_YOUR GOAL_
Copy exactly the lines of the data below that run from the line holding "box: [275, 2, 285, 39]" through the line holding "box: [0, 75, 465, 264]", both ends included.

** Opening DATA block **

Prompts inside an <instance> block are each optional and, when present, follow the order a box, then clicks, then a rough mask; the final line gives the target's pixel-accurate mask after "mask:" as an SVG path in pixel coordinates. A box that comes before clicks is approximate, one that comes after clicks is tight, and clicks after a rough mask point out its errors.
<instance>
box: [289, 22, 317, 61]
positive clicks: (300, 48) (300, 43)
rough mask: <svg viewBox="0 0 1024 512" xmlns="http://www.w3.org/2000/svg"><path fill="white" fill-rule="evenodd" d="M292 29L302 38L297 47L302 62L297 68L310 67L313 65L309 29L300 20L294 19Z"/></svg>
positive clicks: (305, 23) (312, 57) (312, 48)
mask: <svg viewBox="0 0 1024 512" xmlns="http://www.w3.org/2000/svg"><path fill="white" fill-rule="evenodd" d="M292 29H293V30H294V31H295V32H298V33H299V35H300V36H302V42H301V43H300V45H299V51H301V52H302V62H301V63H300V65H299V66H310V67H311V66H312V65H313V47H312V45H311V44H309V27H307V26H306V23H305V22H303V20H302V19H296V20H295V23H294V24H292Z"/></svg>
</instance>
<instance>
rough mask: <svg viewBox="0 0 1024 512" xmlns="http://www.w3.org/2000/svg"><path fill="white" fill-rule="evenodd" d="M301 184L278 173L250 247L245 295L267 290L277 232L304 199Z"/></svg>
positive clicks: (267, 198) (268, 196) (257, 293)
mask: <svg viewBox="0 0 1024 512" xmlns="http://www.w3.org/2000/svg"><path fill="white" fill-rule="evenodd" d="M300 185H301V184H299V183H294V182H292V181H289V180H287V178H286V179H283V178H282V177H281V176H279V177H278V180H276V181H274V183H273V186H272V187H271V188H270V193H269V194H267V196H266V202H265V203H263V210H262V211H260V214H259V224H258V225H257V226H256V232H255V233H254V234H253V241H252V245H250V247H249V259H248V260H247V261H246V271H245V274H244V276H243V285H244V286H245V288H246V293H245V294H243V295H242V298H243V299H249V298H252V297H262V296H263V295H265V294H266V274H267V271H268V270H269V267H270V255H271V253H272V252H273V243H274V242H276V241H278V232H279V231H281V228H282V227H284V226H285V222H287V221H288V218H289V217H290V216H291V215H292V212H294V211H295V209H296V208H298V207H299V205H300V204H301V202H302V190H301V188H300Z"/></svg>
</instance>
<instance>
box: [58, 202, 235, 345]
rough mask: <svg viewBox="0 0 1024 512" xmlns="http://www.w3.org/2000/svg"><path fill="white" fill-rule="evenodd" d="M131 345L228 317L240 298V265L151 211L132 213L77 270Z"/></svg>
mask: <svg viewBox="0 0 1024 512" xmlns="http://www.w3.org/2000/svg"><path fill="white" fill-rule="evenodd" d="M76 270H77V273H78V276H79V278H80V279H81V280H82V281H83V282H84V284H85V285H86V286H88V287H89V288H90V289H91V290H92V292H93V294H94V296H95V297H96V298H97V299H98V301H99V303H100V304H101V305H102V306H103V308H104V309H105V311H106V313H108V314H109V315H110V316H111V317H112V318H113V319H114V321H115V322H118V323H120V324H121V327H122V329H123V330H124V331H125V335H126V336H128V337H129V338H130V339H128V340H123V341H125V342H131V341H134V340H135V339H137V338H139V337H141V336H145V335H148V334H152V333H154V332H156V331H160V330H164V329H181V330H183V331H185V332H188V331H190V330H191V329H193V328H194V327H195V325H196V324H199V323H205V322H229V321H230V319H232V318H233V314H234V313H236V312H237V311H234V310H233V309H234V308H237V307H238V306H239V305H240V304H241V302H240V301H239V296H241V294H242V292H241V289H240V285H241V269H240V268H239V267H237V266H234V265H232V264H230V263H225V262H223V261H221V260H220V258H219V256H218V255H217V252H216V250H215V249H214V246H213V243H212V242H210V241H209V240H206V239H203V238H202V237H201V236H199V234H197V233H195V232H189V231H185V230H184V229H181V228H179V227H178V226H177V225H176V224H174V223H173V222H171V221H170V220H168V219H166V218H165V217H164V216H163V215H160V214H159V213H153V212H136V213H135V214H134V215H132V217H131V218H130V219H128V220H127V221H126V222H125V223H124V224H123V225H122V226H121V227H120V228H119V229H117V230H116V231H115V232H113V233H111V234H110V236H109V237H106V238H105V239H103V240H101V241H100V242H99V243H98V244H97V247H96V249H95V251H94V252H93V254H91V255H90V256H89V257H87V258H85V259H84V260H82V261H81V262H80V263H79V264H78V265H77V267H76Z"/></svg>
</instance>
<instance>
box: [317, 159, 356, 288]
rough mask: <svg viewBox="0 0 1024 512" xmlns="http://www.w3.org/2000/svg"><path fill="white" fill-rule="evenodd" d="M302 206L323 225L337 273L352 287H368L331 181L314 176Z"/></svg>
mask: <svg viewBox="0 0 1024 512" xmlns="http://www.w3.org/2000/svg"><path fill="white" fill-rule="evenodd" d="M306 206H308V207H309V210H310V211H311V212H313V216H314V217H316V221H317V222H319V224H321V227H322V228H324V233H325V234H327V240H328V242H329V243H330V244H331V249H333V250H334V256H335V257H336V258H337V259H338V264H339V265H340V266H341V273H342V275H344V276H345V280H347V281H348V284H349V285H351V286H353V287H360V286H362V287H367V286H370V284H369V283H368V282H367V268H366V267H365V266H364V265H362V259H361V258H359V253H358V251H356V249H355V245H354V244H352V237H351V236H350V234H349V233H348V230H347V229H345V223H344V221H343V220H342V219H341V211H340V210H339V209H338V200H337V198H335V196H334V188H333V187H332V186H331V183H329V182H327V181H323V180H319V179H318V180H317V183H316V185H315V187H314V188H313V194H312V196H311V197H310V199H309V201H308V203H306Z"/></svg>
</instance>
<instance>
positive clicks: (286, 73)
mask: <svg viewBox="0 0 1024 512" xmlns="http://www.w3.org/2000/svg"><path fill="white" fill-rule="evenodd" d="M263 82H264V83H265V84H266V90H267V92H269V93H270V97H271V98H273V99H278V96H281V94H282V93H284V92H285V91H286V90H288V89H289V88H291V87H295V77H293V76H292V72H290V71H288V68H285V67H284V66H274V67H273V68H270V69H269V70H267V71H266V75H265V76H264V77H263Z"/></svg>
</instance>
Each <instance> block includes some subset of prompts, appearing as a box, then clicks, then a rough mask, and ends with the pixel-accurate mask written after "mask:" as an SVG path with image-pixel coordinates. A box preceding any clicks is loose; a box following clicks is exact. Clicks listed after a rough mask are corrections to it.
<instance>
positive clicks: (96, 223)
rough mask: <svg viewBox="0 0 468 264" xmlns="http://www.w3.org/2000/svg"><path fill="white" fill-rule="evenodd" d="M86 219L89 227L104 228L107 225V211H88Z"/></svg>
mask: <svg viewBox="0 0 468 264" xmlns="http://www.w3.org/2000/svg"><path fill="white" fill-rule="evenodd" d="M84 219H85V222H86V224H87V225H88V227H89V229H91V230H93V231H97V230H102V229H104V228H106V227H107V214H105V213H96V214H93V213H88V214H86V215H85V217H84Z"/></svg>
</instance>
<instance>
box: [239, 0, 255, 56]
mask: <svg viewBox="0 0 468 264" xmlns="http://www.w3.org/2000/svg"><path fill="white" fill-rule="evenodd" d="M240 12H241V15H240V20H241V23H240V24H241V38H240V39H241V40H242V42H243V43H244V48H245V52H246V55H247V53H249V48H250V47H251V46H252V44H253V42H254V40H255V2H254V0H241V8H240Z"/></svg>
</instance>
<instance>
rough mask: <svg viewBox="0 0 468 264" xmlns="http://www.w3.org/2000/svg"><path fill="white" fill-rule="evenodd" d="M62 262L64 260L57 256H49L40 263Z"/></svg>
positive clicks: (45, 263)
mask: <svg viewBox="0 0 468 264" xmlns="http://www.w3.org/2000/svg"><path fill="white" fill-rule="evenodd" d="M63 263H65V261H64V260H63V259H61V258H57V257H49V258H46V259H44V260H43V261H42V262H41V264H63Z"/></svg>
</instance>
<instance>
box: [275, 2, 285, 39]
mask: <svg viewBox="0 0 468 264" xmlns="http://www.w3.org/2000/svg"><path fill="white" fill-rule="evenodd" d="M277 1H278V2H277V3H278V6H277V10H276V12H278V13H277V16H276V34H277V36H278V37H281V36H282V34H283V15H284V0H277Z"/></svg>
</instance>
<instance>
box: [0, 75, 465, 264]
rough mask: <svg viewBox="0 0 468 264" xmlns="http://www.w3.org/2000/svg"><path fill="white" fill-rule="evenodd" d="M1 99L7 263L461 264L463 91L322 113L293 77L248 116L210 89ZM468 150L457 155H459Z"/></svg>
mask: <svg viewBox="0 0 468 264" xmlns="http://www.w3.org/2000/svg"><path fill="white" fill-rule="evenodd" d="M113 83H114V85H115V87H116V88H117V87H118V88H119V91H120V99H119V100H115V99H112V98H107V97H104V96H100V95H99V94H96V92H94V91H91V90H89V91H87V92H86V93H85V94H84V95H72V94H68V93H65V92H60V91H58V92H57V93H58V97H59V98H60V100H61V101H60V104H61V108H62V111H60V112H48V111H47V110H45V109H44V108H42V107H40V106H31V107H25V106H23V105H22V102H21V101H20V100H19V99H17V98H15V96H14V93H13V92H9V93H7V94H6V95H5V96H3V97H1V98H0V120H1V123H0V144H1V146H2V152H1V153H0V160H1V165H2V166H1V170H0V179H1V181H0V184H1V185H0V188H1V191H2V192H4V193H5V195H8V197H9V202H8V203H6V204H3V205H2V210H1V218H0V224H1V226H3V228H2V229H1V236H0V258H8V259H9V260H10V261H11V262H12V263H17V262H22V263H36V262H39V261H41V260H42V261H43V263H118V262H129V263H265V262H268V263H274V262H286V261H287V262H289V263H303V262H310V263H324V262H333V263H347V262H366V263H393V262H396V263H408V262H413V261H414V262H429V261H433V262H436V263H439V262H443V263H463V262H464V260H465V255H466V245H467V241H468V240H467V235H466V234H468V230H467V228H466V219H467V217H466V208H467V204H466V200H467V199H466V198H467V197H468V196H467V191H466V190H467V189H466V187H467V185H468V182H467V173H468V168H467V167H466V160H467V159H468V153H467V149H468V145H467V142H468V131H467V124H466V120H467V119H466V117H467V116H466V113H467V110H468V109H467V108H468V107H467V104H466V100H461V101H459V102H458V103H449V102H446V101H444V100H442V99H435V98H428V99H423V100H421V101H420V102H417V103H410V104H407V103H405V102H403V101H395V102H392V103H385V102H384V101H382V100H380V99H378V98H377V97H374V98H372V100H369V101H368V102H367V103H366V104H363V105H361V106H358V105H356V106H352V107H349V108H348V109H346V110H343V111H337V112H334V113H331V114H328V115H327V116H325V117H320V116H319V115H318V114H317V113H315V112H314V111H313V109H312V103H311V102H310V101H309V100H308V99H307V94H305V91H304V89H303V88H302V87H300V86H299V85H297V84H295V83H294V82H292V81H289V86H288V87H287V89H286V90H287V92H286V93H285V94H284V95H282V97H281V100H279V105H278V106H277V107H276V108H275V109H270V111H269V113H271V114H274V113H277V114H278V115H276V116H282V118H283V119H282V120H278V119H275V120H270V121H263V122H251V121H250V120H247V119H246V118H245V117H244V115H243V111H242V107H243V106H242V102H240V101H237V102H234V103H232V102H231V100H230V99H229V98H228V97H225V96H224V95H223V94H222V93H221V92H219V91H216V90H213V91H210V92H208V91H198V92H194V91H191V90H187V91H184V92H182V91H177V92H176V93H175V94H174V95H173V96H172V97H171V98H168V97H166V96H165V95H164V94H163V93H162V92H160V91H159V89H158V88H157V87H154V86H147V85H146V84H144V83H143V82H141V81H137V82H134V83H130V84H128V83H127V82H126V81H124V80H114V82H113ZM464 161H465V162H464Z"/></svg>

** Closing DATA block **

_WRITTEN ANSWER_
box: [275, 2, 285, 39]
mask: <svg viewBox="0 0 468 264" xmlns="http://www.w3.org/2000/svg"><path fill="white" fill-rule="evenodd" d="M277 1H278V2H277V3H278V6H277V10H276V12H278V13H277V16H276V34H277V36H278V37H281V36H282V34H283V15H284V0H277Z"/></svg>
</instance>
<instance>
box: [0, 75, 465, 264]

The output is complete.